• **Selected passage**
________________
Suddenly schooled in H1N1 reality at my children’s school
My daughter’s face was buried in a pillow she grabbed off the couch. It was Sunday night. We had just finished watching a news segment about the kids’ school.
A reporter stood in front of the building looking properly furrowed as she gave the grim news: The H1N1 flu had arrived in our community, infecting a schoolmate and possibly siblings and friends. Consequently, the state had recommended closing the school for the week.
“Are you embarrassed or scared?” I asked.
“Both!” she groaned.
She was rightfully worried about the classmate and embarrassed that her school’s new-found notoriety wasn’t positive. Flipping to every channel and seeing your beloved school behind frowning reporters was disconcerting and worrisome to our kids. In retrospect, we should have been more selective regarding the coverage.
Our family had been casually following the H1N1 epidemic since it began. I don’t think any of us imagined it would hit so close to home. At the time of the announcement, only four people in Colorado had been diagnosed with the new flu. Like many, I believed it had been overhyped by the media and alarmists of every ilk. I had been telling the kids not to worry. But hey, wash those grubby mitts, again. Soapy bubbles and warm water never hurt anybody.
The decision to close the school this week wasn’t reached lightly, according to the news conference we watched earlier in the day. Consultations between the school district, the county health department, and the state health department led to the conclusion it is always better to protect a child’s health. I appreciated this point of view. If they hadn’t canceled school and the flu spread, there would be righteous fury.
I am a parent who is suddenly homeschooling until further notice. Within hours of the announcement, we spoke with our kids’ teachers and read emails they sent regarding school work. This isn’t a spontaneous vacation. They have assignments to complete and plenty of work to keep them busy. I feel slightly overwhelmed by the prospect of keeping track of what everyone must complete this week.
It’s like homework that’s been on a gluttonous binge. It’s large.
I realize many parents, especially those who work full-time, probably had to scramble to find child care or had to take the week off. The hardships created can’t be easy to bear for many. I hope they found a good, workable solution. Employers, like schools, need to have contingency plans for their workers with school-aged children. It’s a wake-up call for everyone.
I hope the child who battled the flu is safe and is recovering well. I don’t want him to be lost in the debate, the hype, the decision, the publicity.
There’s a real kid and a real family who can say it happened to them.
________________
• **Source data**
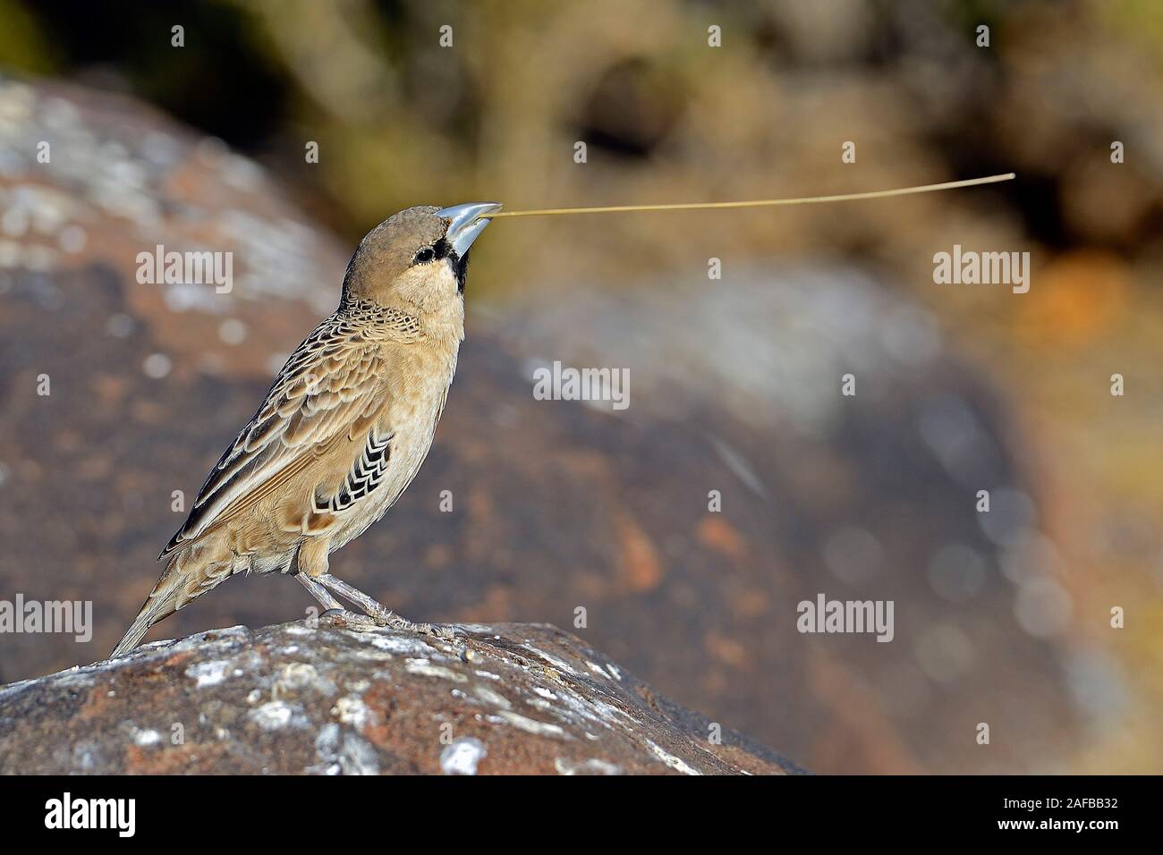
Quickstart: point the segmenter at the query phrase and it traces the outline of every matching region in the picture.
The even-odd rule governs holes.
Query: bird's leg
[[[337,579],[330,573],[323,573],[317,577],[317,582],[324,587],[358,605],[380,626],[388,626],[392,629],[405,629],[413,633],[420,633],[422,635],[438,635],[441,637],[448,637],[451,634],[451,630],[447,627],[434,627],[431,624],[413,624],[411,620],[395,614],[383,603],[372,599],[358,587],[349,585],[343,579]]]
[[[306,587],[311,596],[319,600],[319,604],[323,607],[323,614],[319,615],[321,619],[323,615],[328,615],[334,624],[342,624],[352,629],[368,628],[369,619],[365,615],[356,614],[355,612],[345,610],[343,604],[331,596],[330,591],[315,582],[315,579],[311,576],[304,572],[298,572],[295,573],[295,578],[302,583],[302,586]]]
[[[321,605],[324,610],[343,608],[343,604],[335,599],[330,591],[320,585],[307,573],[295,573],[294,577],[302,583],[302,586],[307,589],[307,592],[312,597],[319,600],[319,605]]]

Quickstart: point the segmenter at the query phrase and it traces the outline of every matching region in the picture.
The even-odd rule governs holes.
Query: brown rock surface
[[[324,619],[326,620],[326,619]],[[799,771],[547,625],[217,629],[0,689],[19,774]]]

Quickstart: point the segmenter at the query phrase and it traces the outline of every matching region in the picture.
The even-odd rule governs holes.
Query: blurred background
[[[815,771],[1163,771],[1163,6],[0,0],[0,598],[95,621],[88,644],[0,637],[0,682],[107,654],[185,516],[172,492],[391,213],[1014,171],[497,221],[431,456],[333,568],[412,619],[571,629]],[[158,243],[233,251],[234,291],[138,284]],[[935,285],[955,243],[1028,251],[1029,293]],[[555,359],[629,369],[629,409],[534,401]],[[893,599],[894,641],[797,633],[820,592]],[[234,579],[148,637],[307,605]]]

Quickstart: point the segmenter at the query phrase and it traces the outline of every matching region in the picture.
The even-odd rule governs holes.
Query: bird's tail
[[[197,555],[192,555],[192,551],[195,551]],[[129,625],[124,637],[113,648],[109,658],[116,658],[133,650],[145,637],[145,633],[151,626],[201,597],[230,575],[231,562],[229,558],[207,561],[206,551],[199,544],[195,550],[181,549],[170,557],[157,584],[154,585],[154,590],[142,605],[142,610],[134,618],[134,622]]]
[[[145,633],[149,632],[151,626],[178,611],[181,605],[181,585],[179,584],[181,573],[177,571],[174,564],[174,558],[171,558],[160,578],[158,578],[157,584],[154,585],[150,596],[142,605],[141,611],[137,612],[137,617],[134,618],[134,622],[126,630],[124,637],[117,642],[117,646],[113,648],[113,653],[109,654],[110,660],[133,650],[145,637]]]

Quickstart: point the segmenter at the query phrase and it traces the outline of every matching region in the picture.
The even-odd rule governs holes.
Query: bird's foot
[[[456,632],[452,627],[444,624],[413,624],[407,618],[393,612],[379,600],[369,597],[354,585],[349,585],[343,579],[335,578],[330,573],[319,576],[317,583],[324,589],[334,591],[351,603],[355,603],[368,613],[366,620],[372,621],[376,626],[386,626],[391,629],[418,633],[419,635],[431,635],[447,641],[451,641],[456,637]],[[327,614],[327,612],[323,614]],[[350,612],[347,612],[347,614],[350,614]]]
[[[319,615],[319,625],[340,629],[354,629],[359,633],[371,632],[383,626],[366,614],[349,612],[347,608],[328,608]]]

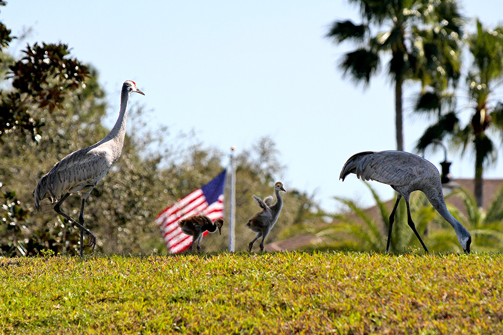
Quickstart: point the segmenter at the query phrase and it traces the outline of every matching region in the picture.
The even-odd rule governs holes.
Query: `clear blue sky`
________________
• **Prompt A**
Copy the part of the H1N1 school closure essay between "I am a parent" and "complete this week.", inclusive, word for word.
• **Prompt B**
According to the H1N1 school closure essay, how many people in Colorado had been diagnosed with the new flu when the closure was announced?
• **Prompt C**
Translate this sentence from the H1N1 school closure essay into Spanish: "The hardships created can't be easy to bear for many."

• **Output A**
I am a parent who is suddenly homeschooling until further notice. Within hours of the announcement, we spoke with our kids’ teachers and read emails they sent regarding school work. This isn’t a spontaneous vacation. They have assignments to complete and plenty of work to keep them busy. I feel slightly overwhelmed by the prospect of keeping track of what everyone must complete this week.

• **Output B**
Four people in Colorado had been diagnosed with the new flu.

• **Output C**
Las dificultades generadas no pueden ser fáciles de sobrellevar para muchos.